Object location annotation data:
::::::::

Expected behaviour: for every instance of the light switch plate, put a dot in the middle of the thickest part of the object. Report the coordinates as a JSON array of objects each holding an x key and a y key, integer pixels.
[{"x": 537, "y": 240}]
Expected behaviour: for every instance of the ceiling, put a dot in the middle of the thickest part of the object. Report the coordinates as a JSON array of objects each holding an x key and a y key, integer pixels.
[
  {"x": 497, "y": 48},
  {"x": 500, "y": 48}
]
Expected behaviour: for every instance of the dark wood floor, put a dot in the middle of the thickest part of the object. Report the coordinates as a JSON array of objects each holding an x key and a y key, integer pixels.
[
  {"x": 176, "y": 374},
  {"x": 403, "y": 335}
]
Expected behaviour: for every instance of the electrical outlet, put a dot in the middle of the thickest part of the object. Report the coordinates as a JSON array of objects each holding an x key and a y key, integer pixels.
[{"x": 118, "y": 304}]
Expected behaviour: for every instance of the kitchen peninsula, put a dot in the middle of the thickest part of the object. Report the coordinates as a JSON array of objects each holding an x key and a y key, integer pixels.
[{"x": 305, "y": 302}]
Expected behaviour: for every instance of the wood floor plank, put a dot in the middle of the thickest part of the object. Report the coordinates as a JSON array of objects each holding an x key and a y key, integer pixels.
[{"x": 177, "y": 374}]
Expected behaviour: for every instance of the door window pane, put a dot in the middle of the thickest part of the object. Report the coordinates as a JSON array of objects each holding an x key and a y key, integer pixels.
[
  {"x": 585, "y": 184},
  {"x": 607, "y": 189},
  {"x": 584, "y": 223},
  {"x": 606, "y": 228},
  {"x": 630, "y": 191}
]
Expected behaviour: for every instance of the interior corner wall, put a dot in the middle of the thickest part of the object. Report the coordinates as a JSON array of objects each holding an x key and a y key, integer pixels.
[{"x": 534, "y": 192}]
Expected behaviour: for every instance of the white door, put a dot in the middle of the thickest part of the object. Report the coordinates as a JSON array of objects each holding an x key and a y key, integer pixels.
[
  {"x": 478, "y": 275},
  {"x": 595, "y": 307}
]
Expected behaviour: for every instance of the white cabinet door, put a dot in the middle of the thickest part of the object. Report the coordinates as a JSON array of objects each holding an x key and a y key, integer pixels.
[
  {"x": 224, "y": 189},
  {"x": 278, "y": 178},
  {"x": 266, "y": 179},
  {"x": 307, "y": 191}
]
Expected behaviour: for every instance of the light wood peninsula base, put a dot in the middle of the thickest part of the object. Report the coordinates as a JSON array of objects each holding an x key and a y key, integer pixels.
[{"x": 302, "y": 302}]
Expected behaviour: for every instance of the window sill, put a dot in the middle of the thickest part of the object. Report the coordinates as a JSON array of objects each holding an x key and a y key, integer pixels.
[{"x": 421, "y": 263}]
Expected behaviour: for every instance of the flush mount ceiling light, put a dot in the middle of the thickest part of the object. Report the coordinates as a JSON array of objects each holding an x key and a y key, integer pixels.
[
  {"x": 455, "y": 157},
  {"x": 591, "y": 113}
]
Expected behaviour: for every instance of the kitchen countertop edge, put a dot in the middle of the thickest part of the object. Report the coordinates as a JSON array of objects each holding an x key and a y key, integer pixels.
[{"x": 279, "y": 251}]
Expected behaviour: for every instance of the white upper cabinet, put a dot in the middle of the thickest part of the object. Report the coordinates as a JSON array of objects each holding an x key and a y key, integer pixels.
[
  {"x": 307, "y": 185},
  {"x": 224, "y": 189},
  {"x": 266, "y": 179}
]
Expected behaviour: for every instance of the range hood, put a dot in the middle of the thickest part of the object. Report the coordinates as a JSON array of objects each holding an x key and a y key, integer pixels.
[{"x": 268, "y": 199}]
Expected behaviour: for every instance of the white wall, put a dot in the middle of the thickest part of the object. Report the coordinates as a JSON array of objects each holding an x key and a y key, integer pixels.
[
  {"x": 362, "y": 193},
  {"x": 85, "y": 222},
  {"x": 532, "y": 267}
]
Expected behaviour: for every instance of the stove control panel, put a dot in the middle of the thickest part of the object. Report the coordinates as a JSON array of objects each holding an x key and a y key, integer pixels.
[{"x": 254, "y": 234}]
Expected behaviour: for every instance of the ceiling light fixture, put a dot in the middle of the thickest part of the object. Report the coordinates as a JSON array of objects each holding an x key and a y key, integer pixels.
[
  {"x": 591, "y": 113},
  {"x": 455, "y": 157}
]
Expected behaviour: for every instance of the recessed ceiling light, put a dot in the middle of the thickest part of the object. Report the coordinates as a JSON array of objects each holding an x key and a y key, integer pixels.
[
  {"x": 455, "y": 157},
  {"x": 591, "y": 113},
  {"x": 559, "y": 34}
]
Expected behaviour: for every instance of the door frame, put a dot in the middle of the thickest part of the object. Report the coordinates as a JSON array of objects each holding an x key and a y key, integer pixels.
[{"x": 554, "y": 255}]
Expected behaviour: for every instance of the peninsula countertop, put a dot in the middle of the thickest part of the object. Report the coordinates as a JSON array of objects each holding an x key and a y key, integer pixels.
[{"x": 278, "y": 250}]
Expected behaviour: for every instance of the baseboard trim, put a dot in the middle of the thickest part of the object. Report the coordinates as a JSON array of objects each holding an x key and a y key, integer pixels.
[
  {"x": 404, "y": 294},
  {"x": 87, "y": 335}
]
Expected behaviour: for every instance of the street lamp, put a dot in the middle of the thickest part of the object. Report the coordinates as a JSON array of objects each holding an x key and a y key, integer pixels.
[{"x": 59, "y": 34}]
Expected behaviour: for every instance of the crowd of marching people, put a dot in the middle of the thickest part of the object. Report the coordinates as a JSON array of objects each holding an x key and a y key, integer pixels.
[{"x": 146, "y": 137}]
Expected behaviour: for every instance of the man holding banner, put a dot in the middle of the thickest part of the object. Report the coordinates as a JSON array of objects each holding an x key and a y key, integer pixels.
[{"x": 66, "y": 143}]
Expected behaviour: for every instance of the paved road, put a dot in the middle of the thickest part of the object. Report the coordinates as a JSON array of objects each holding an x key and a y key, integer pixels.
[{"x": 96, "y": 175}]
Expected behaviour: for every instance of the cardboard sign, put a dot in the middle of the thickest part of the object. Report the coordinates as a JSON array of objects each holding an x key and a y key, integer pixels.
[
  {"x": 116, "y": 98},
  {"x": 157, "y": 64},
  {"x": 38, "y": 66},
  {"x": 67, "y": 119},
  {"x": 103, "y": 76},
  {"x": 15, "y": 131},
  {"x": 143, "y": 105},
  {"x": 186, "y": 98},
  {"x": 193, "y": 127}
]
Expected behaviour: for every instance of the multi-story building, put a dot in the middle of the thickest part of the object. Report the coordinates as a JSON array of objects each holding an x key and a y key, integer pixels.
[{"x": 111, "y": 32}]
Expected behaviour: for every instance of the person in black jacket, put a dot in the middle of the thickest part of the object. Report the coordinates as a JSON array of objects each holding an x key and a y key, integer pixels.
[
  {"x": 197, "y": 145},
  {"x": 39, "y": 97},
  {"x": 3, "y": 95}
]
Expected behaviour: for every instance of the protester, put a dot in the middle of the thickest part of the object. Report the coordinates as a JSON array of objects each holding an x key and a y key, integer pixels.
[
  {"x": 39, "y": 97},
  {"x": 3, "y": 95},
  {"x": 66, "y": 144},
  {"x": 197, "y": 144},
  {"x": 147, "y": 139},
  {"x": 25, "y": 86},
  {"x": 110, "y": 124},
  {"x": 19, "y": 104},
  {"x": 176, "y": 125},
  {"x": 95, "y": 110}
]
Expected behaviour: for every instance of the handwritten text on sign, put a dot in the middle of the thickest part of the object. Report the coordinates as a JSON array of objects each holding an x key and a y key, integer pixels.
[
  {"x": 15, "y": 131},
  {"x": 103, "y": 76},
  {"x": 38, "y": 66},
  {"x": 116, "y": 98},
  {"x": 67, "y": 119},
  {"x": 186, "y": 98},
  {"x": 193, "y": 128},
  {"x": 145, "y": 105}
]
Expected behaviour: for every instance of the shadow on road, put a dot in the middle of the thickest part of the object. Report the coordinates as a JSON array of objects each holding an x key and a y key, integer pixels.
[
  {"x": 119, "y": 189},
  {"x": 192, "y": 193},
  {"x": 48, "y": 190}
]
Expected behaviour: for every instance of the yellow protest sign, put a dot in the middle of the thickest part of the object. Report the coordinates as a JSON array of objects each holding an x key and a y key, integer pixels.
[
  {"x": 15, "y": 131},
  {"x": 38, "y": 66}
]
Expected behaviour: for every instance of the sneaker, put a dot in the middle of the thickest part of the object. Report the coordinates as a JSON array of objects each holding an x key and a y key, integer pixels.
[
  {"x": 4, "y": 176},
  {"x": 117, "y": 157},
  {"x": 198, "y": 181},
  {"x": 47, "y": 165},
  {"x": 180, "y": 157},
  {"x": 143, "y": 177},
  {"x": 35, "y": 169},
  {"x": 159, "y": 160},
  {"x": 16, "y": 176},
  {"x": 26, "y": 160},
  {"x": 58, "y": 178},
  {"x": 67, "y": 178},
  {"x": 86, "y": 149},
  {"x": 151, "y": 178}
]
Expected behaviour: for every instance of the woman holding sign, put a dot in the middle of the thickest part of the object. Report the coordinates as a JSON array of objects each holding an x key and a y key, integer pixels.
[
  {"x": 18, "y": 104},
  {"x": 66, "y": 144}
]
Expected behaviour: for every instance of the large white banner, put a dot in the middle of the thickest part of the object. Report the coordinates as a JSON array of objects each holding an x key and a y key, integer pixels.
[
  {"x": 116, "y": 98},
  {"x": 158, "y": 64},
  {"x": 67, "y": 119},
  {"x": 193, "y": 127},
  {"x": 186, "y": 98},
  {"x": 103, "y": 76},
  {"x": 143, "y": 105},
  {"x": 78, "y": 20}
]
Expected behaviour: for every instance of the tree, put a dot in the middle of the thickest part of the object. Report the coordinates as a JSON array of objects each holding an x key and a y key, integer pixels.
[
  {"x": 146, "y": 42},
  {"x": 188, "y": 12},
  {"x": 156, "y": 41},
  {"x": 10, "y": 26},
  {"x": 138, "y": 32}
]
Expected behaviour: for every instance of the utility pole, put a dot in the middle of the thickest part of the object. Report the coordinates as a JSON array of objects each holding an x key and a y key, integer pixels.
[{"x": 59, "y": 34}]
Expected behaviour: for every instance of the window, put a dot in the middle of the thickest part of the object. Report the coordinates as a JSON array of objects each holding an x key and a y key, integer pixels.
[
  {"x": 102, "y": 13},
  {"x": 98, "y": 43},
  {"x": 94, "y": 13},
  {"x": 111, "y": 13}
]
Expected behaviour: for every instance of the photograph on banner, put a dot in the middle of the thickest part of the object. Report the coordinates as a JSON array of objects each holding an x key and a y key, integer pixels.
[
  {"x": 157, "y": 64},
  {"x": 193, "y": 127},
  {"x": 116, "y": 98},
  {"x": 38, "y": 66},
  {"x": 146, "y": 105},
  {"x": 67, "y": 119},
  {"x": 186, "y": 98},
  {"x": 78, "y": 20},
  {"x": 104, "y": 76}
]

::::::::

● **WHAT TO PRODUCE**
From the line that contains "Expected behaviour: for every instance of the utility" to the last line of the material above, repeat every line exactly, keeping both the first and the last.

● **RESPONSE TO THE TASK**
Expected behaviour: for every instance of the utility pole, put a dot in the middle of the thickest part of the object. Report the coordinates as a JSON array of objects each holding an x key and a y key, integer pixels.
[{"x": 59, "y": 34}]
Expected behaviour: for every instance of the window, put a dot in the middle of the thickest part of the object. Report the coordinates as a JSON array of objects each holding an x key and a y key, integer pixels.
[
  {"x": 102, "y": 13},
  {"x": 98, "y": 43},
  {"x": 94, "y": 13},
  {"x": 111, "y": 13}
]
Expected behaviour: for every instance of the photograph on banner, put a dot in the middle of the thickest part of the object. Report the coordinates as a JSON array of objects each holding an x key and a y key, integer pixels.
[
  {"x": 157, "y": 64},
  {"x": 193, "y": 127},
  {"x": 116, "y": 98},
  {"x": 38, "y": 66},
  {"x": 146, "y": 105},
  {"x": 67, "y": 119},
  {"x": 186, "y": 98},
  {"x": 78, "y": 20},
  {"x": 104, "y": 76}
]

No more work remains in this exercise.